**Work request**
Whenever the word "query" turns up in a line of the data below, copy that line.

**Data for this exercise**
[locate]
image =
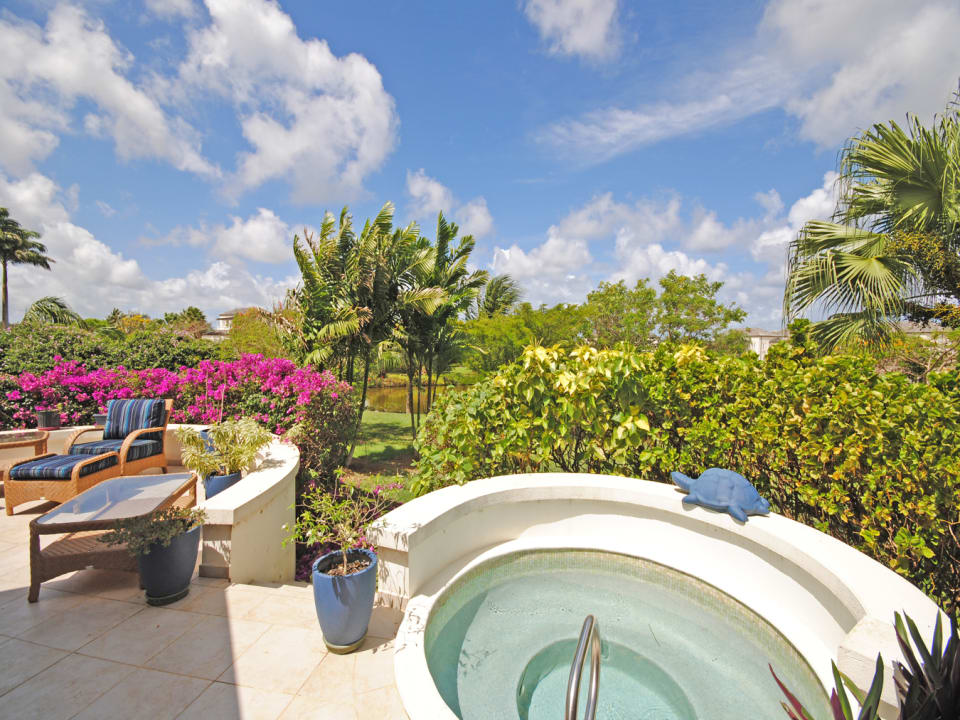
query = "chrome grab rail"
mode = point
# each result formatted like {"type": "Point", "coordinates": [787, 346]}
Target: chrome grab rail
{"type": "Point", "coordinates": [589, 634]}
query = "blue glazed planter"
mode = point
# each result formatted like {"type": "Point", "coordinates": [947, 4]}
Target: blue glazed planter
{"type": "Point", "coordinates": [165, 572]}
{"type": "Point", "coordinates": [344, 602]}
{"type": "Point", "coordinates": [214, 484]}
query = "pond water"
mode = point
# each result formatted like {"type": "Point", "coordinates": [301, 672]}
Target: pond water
==
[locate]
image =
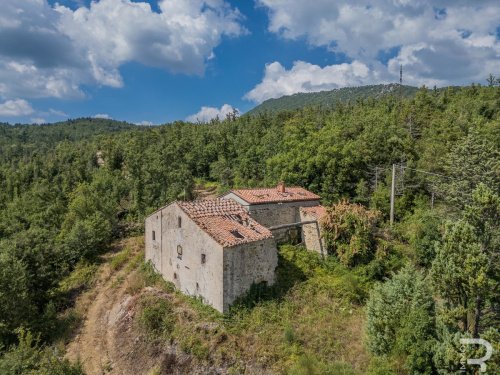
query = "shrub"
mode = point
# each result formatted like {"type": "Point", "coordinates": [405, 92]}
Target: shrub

**Answer space**
query = "chrome grab rail"
query = "blue glazed planter"
query = "pond water"
query = "shrub"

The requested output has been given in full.